- [What to produce]:
Quote, without any change, the line that contains "Expected: a marker on each instance of the headset" and all lines that follow it to the end of the data below.

## begin Source records

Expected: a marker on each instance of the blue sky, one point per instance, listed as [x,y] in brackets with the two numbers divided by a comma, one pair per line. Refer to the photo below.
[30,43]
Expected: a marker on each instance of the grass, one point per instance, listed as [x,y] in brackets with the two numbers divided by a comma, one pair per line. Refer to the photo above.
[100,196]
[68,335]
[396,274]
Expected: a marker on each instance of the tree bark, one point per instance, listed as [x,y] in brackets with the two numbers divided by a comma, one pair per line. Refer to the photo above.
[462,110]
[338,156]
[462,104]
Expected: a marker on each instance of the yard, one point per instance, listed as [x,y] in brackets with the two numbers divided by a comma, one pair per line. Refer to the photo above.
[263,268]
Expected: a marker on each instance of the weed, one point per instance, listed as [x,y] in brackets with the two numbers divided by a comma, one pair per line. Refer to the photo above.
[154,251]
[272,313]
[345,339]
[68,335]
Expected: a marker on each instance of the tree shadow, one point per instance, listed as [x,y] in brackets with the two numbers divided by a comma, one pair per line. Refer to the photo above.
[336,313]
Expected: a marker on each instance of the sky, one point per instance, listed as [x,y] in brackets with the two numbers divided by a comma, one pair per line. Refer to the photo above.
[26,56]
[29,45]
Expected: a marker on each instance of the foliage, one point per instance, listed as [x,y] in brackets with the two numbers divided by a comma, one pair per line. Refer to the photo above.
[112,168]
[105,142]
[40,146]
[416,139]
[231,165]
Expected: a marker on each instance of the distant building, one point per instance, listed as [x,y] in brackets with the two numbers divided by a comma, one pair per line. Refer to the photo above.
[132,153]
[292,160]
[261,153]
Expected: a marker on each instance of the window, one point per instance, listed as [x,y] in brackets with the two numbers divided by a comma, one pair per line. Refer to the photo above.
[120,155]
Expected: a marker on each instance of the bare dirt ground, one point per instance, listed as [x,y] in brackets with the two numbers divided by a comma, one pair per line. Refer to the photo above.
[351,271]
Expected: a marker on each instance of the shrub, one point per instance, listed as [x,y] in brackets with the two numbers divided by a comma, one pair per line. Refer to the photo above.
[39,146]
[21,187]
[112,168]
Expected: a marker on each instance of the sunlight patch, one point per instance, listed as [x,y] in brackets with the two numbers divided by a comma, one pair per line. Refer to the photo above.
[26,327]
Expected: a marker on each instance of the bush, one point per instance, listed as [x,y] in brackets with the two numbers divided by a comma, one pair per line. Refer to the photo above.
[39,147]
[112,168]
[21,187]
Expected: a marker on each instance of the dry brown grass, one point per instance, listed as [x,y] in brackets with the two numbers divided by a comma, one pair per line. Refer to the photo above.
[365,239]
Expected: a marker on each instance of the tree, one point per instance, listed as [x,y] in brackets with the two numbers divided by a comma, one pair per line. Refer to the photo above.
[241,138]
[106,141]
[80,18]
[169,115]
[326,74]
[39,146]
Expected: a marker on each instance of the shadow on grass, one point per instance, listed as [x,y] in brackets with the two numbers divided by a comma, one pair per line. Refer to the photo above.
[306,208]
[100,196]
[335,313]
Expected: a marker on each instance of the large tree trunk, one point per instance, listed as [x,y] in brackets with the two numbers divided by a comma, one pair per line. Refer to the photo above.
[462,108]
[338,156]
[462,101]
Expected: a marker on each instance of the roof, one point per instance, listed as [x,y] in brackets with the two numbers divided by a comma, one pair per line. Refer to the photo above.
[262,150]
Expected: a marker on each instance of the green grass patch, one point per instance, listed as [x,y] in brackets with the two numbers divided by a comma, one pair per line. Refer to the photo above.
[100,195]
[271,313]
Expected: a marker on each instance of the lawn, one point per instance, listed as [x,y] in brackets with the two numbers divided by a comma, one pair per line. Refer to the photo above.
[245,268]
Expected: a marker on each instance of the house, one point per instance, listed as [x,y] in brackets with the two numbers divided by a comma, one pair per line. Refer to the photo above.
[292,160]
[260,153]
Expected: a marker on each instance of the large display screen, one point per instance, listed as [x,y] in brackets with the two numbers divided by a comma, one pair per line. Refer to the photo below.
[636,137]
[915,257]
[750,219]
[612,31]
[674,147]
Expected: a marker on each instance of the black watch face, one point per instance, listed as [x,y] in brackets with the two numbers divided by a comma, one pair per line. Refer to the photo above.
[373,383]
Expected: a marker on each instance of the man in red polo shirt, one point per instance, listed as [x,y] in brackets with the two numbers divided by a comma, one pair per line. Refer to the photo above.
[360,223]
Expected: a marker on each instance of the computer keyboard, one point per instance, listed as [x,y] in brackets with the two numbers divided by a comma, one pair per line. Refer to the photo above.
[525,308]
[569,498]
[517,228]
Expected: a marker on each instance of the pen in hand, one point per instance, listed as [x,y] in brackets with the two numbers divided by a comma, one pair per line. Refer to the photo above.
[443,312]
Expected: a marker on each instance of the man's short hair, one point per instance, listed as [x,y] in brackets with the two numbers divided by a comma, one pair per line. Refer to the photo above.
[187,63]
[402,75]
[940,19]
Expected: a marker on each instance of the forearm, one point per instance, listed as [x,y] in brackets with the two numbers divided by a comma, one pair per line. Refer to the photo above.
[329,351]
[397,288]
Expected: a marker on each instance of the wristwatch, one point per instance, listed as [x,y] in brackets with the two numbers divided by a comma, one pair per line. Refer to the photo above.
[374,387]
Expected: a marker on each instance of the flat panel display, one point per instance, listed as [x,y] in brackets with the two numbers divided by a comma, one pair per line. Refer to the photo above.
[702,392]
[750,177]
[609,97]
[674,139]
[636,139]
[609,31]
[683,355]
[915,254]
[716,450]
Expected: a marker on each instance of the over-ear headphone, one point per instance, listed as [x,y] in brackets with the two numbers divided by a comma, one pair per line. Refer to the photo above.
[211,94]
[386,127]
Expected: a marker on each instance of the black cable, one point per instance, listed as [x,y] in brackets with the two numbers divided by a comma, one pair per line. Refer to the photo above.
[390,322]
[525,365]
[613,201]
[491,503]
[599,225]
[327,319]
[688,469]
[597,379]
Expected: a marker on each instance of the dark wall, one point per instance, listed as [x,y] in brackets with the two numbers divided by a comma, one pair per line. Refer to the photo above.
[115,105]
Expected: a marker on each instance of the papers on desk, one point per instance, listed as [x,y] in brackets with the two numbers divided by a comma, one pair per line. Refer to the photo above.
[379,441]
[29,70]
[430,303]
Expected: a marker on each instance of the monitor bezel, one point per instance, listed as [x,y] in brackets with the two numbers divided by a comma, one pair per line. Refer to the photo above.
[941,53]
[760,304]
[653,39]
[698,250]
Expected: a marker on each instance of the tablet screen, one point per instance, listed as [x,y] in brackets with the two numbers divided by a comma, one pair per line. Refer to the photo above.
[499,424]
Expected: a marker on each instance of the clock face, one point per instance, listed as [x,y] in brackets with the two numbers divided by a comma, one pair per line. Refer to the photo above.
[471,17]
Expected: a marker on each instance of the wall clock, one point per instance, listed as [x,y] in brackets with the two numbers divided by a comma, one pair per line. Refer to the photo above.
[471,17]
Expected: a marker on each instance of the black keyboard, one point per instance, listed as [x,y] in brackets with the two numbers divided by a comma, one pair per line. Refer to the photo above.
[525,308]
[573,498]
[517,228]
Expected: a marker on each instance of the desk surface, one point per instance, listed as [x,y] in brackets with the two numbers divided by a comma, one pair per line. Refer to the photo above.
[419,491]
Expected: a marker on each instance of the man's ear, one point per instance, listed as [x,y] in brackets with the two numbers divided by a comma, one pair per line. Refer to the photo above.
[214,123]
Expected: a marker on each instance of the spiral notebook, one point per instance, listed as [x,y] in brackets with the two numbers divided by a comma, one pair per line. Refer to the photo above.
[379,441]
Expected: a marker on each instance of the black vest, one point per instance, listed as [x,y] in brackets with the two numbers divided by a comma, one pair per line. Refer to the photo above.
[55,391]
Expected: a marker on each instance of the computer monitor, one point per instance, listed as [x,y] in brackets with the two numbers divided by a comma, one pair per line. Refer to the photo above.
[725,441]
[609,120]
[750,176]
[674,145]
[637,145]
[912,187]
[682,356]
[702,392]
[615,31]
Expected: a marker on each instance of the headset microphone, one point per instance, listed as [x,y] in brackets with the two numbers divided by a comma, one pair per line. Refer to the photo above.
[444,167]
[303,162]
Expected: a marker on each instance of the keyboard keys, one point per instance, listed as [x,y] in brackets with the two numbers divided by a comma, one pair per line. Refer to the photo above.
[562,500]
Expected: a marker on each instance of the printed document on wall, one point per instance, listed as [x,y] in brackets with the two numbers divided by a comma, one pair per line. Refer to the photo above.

## end Source records

- [Reply to the exercise]:
Expected: a marker on each instance of the headset microphone, one point per instance, listed as [x,y] in brackets with the two numbers divided by a comma, one pair per line. Refer to the photo above.
[444,167]
[303,162]
Expected: a marker on each instance of the keyboard keys, one point per instance, listed as [x,y] in brackets with the two numbers divided by a comma, one pair per line. Refer to the photo above.
[562,500]
Expected: a marker on each instance of the printed document on wall, one point per instance, listed as [x,y] in brackets with the two numbers divided by a comma, one pair per line. Refer to the photo above.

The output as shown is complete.